■ **WHAT YOU SHOULD DO**:
Return each entry word for word and skip its pictures.

TASK MATERIAL: Begin

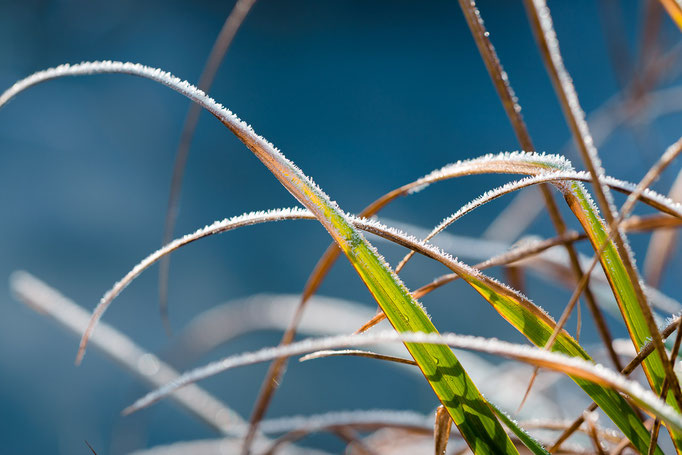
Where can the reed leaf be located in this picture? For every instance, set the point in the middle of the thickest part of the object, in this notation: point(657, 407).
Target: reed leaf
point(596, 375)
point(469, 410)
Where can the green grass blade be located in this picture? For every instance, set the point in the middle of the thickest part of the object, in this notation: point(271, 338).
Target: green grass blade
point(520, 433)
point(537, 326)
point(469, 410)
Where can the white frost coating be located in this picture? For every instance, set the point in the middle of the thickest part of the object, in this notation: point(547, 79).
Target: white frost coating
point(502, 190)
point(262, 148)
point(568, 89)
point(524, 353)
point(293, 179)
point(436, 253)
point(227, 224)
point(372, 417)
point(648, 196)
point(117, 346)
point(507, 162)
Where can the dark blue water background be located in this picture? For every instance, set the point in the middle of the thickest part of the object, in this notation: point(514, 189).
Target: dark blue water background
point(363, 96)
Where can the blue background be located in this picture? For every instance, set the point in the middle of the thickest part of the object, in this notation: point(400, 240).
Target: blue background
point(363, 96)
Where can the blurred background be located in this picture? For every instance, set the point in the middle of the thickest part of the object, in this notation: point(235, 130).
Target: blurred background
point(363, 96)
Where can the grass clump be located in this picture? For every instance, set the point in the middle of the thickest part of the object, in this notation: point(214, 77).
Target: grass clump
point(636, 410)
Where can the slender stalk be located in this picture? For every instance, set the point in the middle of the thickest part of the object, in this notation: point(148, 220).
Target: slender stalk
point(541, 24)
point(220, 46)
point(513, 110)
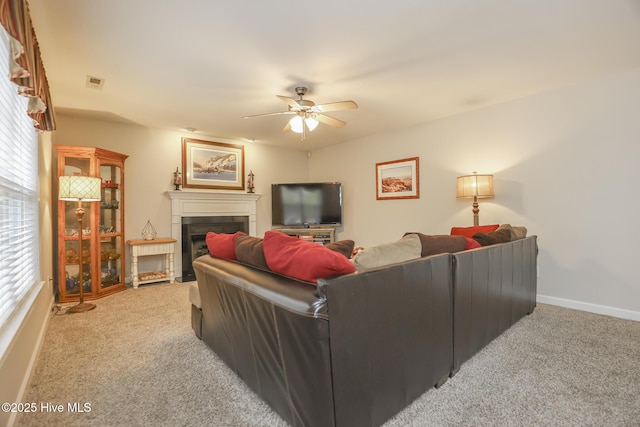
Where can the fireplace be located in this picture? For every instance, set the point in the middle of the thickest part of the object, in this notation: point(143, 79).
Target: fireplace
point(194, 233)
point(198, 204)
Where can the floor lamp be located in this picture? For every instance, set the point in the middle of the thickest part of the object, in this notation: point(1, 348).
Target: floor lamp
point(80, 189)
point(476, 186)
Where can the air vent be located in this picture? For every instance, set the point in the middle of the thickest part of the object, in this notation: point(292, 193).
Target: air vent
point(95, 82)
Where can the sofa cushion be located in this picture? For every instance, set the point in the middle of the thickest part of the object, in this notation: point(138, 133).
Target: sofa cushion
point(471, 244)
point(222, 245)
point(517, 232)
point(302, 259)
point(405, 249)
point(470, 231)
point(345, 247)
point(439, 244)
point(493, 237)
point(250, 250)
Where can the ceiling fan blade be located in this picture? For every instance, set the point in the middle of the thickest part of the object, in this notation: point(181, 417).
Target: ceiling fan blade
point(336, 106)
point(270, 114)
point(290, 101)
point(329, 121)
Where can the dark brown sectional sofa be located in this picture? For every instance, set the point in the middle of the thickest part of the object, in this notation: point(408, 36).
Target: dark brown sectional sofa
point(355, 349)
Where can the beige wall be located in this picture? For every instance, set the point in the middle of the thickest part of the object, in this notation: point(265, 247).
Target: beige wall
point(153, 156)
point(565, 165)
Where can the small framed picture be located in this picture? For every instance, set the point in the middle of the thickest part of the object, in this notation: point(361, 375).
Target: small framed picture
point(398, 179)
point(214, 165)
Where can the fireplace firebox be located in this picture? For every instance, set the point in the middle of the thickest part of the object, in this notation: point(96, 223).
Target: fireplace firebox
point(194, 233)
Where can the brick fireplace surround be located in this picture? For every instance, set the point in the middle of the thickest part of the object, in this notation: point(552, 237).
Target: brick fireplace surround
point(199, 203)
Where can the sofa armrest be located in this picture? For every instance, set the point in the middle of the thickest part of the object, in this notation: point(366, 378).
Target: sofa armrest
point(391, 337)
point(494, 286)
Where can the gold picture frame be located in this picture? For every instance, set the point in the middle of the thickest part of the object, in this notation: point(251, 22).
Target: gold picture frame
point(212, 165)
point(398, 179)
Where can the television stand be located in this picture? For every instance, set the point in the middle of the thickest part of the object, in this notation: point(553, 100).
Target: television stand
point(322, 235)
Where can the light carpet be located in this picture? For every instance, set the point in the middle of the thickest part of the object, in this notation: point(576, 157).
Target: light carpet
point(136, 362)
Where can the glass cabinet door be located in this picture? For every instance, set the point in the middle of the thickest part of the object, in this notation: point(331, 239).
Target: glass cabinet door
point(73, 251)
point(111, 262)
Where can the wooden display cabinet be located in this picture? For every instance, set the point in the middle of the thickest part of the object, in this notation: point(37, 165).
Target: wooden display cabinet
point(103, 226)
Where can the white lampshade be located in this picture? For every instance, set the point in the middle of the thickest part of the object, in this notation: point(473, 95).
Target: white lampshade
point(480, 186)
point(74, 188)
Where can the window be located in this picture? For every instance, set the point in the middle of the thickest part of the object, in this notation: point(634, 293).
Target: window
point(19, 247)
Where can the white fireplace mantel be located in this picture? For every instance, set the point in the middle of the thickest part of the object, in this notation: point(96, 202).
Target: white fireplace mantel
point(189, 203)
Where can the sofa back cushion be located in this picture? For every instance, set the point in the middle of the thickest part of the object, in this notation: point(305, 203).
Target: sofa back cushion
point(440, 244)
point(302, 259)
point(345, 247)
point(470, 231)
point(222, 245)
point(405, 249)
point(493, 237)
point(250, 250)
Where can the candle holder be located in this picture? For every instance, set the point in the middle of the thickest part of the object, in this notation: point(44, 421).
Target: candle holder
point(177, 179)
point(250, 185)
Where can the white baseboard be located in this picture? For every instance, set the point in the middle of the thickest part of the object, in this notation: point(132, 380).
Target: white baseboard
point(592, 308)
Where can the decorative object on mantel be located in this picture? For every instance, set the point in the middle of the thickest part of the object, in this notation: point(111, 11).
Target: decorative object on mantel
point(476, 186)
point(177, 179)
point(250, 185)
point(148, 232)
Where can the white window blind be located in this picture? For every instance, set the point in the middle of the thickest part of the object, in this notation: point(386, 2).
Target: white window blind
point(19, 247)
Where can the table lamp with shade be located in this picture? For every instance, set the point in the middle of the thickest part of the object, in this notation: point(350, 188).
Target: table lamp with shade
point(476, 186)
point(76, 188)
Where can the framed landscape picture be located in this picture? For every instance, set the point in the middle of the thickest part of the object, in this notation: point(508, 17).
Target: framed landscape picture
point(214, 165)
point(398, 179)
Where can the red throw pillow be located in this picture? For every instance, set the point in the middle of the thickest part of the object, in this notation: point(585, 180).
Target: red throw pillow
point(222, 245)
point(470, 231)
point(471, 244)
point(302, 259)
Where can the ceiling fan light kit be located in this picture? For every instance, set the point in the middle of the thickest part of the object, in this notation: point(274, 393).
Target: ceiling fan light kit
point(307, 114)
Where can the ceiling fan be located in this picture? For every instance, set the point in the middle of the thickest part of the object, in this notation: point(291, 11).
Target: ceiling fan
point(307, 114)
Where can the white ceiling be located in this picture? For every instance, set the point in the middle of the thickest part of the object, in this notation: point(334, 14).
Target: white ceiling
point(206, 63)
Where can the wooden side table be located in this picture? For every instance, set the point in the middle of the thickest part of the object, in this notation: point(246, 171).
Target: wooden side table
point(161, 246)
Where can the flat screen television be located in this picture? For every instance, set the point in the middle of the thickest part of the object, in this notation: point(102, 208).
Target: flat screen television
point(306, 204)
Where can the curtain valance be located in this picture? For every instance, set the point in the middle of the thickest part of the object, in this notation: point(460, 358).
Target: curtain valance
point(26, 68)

TASK MATERIAL: End

■ **ANSWER SECTION**:
Where can the reed leaf be located in this picture? For every instance, set the point in the middle of the thickest part of the object, in this notation: point(657, 407).
Target: reed leaf
point(596, 375)
point(469, 410)
Where can the green grass blade be located in this picture? For every instance, set the point in the middle of the thickest part of the object, in this notation: point(271, 338).
Target: green grass blade
point(520, 433)
point(537, 326)
point(469, 410)
Where can the white frost coating be located in this picture? For every instance, set the point in the middle of the thickest part of the object, in this notation: point(547, 79).
Target: white frost coating
point(502, 190)
point(262, 148)
point(568, 89)
point(524, 353)
point(293, 179)
point(436, 253)
point(227, 224)
point(372, 417)
point(648, 196)
point(117, 346)
point(507, 162)
Where can the dark blue water background be located in this picture? For every instance, set the point in the middle of the thickest part of the object, in this notation: point(514, 189).
Target: dark blue water background
point(363, 96)
Where can the blue background be located in this picture? For every instance, set the point in the middle of the thickest part of the object, in this notation: point(400, 240).
Target: blue background
point(363, 96)
Where can the blurred background be located in this picture? For every instance, set the point in the middle of the thickest part of the object, in this notation: point(235, 130).
Target: blurred background
point(363, 96)
Where can the grass clump be located in this picture? For every instance, set the point in the middle of the thickest part of the object, in this notation: point(214, 77).
Target: grass clump
point(636, 410)
Where can the slender stalk be located in this picture? For every instance, set the point in the middle of the thickest part of the object, in this notation: point(148, 220).
Target: slender stalk
point(541, 24)
point(220, 46)
point(513, 110)
Where can the fireplace be located in this picture? For every instance, set the point in the middle of the thickest part of the object, in this notation: point(143, 79).
Target: fireplace
point(194, 233)
point(198, 204)
Where can the floor lamp be located in this picture? For every instance, set the point in the middle of the thickest part of the object, in this notation: point(1, 348).
Target: floor lamp
point(80, 189)
point(476, 186)
Where can the air vent be located in this picture? For every instance, set the point in the middle of the thickest part of the object, in this notation: point(292, 193).
Target: air vent
point(95, 82)
Where can the sofa cushion be located in this picture? For every instance, set the point in the middle of the thickest part of the object, in this notation: point(138, 133).
Target: sofa cushion
point(471, 244)
point(222, 245)
point(517, 232)
point(302, 259)
point(405, 249)
point(470, 231)
point(345, 247)
point(439, 244)
point(493, 237)
point(250, 250)
Where can the ceiling fan blade be located in this picture? For every instance, set the point in the middle of the thickest part of the object, in this notation: point(181, 417).
Target: ceiling fan blade
point(336, 106)
point(270, 114)
point(290, 101)
point(329, 121)
Where can the dark brown sectional sofa be located in this picture? For every instance, set the point in the middle of the thickest part of the object, in this notation: point(408, 36).
Target: dark brown sectional sofa
point(355, 349)
Where can the beige wall be located in this picture? For every instance, set the point in the middle of the thickest part of the object, in this notation: point(265, 247).
Target: beige wall
point(153, 156)
point(565, 165)
Where can the small framed picture be located in this picture? For every instance, set the point in the middle of the thickest part of the object, in this notation: point(361, 375).
Target: small framed picture
point(398, 179)
point(214, 165)
Where can the fireplace firebox be located in this picture? For every instance, set the point in the middle of the thickest part of the object, in this notation: point(96, 223).
Target: fireplace firebox
point(194, 233)
Where can the brick fireplace surround be located in this picture? For every instance, set the point in the middle of the thickest part of the object, in this notation: point(552, 237).
Target: brick fireplace surround
point(199, 203)
Where can the sofa armrest be located in this picture? For every instance, set the point in the middle of the thickest part of the object, in this notation: point(366, 378).
Target: sofa armrest
point(391, 337)
point(494, 286)
Where can the gold picture frame be located in this picture? For every instance, set the point in the middle of the thickest part of the object, in this notation: point(251, 22).
Target: gold picture frame
point(212, 165)
point(398, 179)
Where can the television stand be located in this picture? For every instance, set the point in the middle of the thickest part of the object, in this notation: point(553, 100).
Target: television stand
point(322, 235)
Where can the light carpet be located in this picture? For every instance, set the point in the middle of the thickest part of the object, in this notation: point(576, 157).
Target: light carpet
point(136, 362)
Where can the glass cabinet door be located in this picture? For every instance, set the point in the middle of the thickest part of the object, in this notation: point(331, 239).
Target: glass cabinet door
point(73, 251)
point(111, 262)
Where can the wooden display cabinet be located in this picture? For every instance, set the point in the middle of the thickest part of the object, in this notation: point(37, 165).
Target: wooden display cabinet
point(103, 226)
Where can the white lampshade be located in this picture? For every instance, set the point in the middle of the thickest part of the object, in this notation: point(473, 95).
Target: white lampshade
point(480, 186)
point(74, 188)
Where can the window be located in this picture? For every instance, set the point in the middle of the thickest part of the object, in this notation: point(634, 293).
Target: window
point(19, 247)
Where can the white fireplace mantel be located in this picture? For every instance, set the point in the middle of the thickest part of the object, in this notation: point(96, 202).
Target: white fireplace mantel
point(189, 203)
Where can the sofa back cushion be located in this picture? For every instance, set the point in the middle of the thickest part of the object, in this notation: point(305, 203).
Target: sofa back cushion
point(440, 244)
point(302, 259)
point(345, 247)
point(470, 231)
point(222, 245)
point(405, 249)
point(493, 237)
point(250, 250)
Where can the candle holder be located in this picture? For every instance, set the point in the middle of the thickest part of the object, in this notation: point(44, 421).
Target: candle holder
point(177, 179)
point(250, 185)
Where can the white baseboard be located in this picture? For every instance, set the point in the middle of the thickest part of the object, in this notation: point(132, 380).
Target: white baseboard
point(592, 308)
Where can the decorative object on mantel be located in this picture? For every instance, set the point in the middle of the thickest part of the object, in this notation: point(111, 11).
Target: decorative object on mantel
point(476, 186)
point(177, 179)
point(250, 185)
point(148, 232)
Where can the white window blind be located in this picture? For every instance, set the point in the middle of the thickest part of the object, in this notation: point(386, 2).
Target: white window blind
point(19, 247)
Where can the table lamp with shade be located in this picture? For every instance, set the point in the middle of the thickest part of the object, in this notation: point(350, 188).
Target: table lamp with shade
point(476, 186)
point(76, 188)
Where can the framed landscape picture be located in this picture? For every instance, set the point in the middle of the thickest part of the object, in this notation: point(508, 17).
Target: framed landscape picture
point(214, 165)
point(398, 179)
Where can the red throw pillow be located in this picture? For every instance, set the point in the middle of the thickest part of the object, in this notation: point(585, 180).
Target: red throw pillow
point(222, 245)
point(470, 231)
point(471, 244)
point(302, 259)
Where can the ceiling fan light kit be located in this picture? For every instance, set the point in the middle of the thickest part of the object, in this notation: point(274, 393).
Target: ceiling fan light kit
point(307, 114)
Where can the ceiling fan be located in this picture? For every instance, set the point in the middle of the thickest part of the object, in this notation: point(291, 11).
Target: ceiling fan
point(307, 114)
Where can the white ceiling be located in this picture? For every instance, set the point in the middle of the thickest part of the object, in this notation: point(334, 14).
Target: white ceiling
point(206, 63)
Where can the wooden side table be located in this picture? For every instance, set the point in the middle of the thickest part of the object, in this notation: point(246, 171).
Target: wooden side table
point(161, 246)
Where can the flat screen television be located in this picture? For every instance, set the point in the middle of the thickest part of the object, in this notation: point(102, 208).
Target: flat screen television
point(306, 204)
Where can the curtain valance be located in this picture? For every instance, set the point in the middle of the thickest part of the object, in this notation: point(460, 358).
Target: curtain valance
point(26, 68)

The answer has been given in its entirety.